Dr. Karen Spalding RN, PhD.
Former Director, Master of Health Administration (Community Care), Associate Professor, School of Health Services Management, and Director, School of Nursing at Toronto Metropolitan University (TMU)
Dr. Karen Spalding is former Director, Master of Health Administration (Community Care), Associate Professor, School of Health Services Management, and Director, School of Nursing at Toronto Metropolitan University (TMU).
Before joining TMU, Karen held a variety of nursing leadership roles at The Hospital for Sick Children (SickKids) in Toronto where her focus was on the care of children with complex continuing medical needs and their families. After completing a PhD in Health Service Research at the University of Toronto, she joined the Daphne Cockwell School of Nursing (DSCN) at TMU, where she led the development of the Master of Nursing program, the first graduate program in the Faculty of Community Services. Subsequently, as Director of the School of Nursing, she guided a major academic and research expansion including securing the school’s first Tier 1 Canada Research Chair and transitioning the Nurse Practitioner program to graduate status, resulting in the DSCN having the largest number of graduate students in the faculty.
_ _ _ _
**REQUIRED WORK**
• 1. Answer these questions using the Karen Spalding profile:
(a) At which hospital did Karen Spalding hold nursing leadership roles before she joined TMU?
(b) In what field did she earn her PhD, and at which university?
(c) Which program's development did she lead at the Daphne Cockwell School of Nursing?
• 2. Extend the Karen Spalding profile with a few sentences that pick up after its final sentence.

(Free-text object descriptions)
_ _ _ _
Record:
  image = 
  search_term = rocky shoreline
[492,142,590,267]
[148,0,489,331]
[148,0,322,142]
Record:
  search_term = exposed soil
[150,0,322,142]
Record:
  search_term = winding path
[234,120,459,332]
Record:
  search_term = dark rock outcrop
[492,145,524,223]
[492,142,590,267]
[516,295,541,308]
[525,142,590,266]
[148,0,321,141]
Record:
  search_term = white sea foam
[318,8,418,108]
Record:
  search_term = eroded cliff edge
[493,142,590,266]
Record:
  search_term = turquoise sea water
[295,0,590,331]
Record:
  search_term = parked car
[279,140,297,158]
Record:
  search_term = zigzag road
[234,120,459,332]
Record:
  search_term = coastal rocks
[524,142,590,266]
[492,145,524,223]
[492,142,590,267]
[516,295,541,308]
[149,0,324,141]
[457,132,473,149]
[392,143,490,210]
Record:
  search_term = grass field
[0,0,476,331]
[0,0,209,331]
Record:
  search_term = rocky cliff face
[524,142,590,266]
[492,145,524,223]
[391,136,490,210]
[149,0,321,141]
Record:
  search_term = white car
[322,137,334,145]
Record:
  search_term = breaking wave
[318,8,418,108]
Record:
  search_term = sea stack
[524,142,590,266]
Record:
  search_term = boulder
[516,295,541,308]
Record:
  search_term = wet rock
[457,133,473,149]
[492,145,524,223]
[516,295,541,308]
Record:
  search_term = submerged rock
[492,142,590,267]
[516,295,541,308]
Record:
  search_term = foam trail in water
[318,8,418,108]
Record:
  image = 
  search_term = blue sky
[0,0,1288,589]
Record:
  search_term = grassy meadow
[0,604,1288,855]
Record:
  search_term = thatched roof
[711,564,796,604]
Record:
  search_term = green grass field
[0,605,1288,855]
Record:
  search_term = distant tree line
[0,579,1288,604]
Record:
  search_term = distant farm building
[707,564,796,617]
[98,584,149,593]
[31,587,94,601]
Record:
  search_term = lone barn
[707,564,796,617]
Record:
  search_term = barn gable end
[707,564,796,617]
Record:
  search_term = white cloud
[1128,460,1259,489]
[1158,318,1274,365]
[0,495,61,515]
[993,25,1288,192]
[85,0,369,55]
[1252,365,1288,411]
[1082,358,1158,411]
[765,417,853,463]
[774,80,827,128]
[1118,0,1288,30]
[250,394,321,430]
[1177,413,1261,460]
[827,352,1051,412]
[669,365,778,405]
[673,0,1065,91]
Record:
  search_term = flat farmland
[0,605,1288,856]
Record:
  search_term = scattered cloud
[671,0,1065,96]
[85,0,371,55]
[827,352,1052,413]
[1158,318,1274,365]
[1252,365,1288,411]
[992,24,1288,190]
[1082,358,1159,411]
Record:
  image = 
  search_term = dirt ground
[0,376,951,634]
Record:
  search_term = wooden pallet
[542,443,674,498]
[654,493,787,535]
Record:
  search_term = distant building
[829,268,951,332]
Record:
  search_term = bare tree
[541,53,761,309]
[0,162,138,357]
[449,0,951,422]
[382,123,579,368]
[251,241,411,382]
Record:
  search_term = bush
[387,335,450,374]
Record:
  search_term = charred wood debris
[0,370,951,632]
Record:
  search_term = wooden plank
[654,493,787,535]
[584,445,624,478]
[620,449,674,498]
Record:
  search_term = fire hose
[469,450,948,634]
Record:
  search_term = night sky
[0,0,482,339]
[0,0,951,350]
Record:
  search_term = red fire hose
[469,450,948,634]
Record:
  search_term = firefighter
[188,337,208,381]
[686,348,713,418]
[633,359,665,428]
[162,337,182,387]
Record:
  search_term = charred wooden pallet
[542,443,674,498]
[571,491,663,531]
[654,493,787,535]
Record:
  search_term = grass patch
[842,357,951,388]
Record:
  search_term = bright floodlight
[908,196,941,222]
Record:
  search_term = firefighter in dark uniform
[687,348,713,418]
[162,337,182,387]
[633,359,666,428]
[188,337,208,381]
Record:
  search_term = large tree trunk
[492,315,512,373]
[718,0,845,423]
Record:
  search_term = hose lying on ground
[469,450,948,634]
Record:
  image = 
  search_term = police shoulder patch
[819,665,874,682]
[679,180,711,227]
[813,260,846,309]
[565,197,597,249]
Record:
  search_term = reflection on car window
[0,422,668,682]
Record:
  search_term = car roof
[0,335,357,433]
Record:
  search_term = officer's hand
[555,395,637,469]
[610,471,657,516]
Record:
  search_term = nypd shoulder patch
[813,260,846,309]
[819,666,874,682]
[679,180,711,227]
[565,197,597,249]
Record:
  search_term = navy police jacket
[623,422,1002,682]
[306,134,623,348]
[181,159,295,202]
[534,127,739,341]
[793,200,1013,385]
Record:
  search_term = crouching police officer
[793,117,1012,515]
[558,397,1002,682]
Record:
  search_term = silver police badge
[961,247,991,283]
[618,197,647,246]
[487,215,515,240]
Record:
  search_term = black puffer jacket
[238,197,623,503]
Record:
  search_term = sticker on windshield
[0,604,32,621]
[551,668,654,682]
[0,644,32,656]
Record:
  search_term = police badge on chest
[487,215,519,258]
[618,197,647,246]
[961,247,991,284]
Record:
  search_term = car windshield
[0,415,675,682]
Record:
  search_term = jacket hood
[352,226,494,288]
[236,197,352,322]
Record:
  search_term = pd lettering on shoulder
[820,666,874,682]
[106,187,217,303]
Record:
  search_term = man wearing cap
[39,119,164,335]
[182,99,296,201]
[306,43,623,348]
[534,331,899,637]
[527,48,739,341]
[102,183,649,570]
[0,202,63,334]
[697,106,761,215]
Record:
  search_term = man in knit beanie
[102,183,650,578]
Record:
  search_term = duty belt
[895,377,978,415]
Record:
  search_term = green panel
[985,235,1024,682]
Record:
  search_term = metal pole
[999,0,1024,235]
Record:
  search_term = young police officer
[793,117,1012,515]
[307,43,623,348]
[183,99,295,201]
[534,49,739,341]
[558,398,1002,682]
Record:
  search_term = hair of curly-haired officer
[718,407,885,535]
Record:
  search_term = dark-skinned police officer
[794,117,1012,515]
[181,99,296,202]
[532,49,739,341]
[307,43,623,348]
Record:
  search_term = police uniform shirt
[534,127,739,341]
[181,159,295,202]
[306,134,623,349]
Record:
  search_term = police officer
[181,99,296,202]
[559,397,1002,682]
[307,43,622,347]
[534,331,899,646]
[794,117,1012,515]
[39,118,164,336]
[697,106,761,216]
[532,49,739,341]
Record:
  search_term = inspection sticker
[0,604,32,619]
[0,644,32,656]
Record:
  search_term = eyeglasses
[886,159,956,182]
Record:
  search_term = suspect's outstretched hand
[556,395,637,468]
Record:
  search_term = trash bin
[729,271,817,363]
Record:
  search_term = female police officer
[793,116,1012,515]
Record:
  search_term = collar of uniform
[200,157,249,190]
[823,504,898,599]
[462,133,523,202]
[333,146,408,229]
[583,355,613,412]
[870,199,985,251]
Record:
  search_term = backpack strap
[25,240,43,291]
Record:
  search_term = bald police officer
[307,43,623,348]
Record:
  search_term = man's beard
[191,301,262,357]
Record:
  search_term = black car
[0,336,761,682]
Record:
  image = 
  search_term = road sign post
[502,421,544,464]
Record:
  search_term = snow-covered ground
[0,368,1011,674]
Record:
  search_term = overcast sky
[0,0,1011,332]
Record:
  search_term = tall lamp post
_ _ _ _
**TASK RESPONSES**
• 1.
(a) The Hospital for Sick Children (SickKids) in Toronto.
(b) Health Service Research, at the University of Toronto.
(c) The Master of Nursing program, the first graduate program in the Faculty of Community Services.

• 2.
Karen then served as Founding Director of the Master of Health Administration (Community Care) program at TMU marking a major evolution of the existing Health Services Management undergraduate program.
Karen is currently Adjunct Associate Professor, School of Nursing, Queen’s University, where she developed the Research and Theory of Leadership course for the PhD in Health Quality program. A certified career planning coach, her teaching and research interests include health systems and policy, healthcare leadership, and paediatric home and community care.
Karen remains passionate about education and research that improves the lives of children and persons of all ages facing multiple health and social needs and supports them and their unpaid carers to live as long as possible, as independently as possible, in their own homes and communities.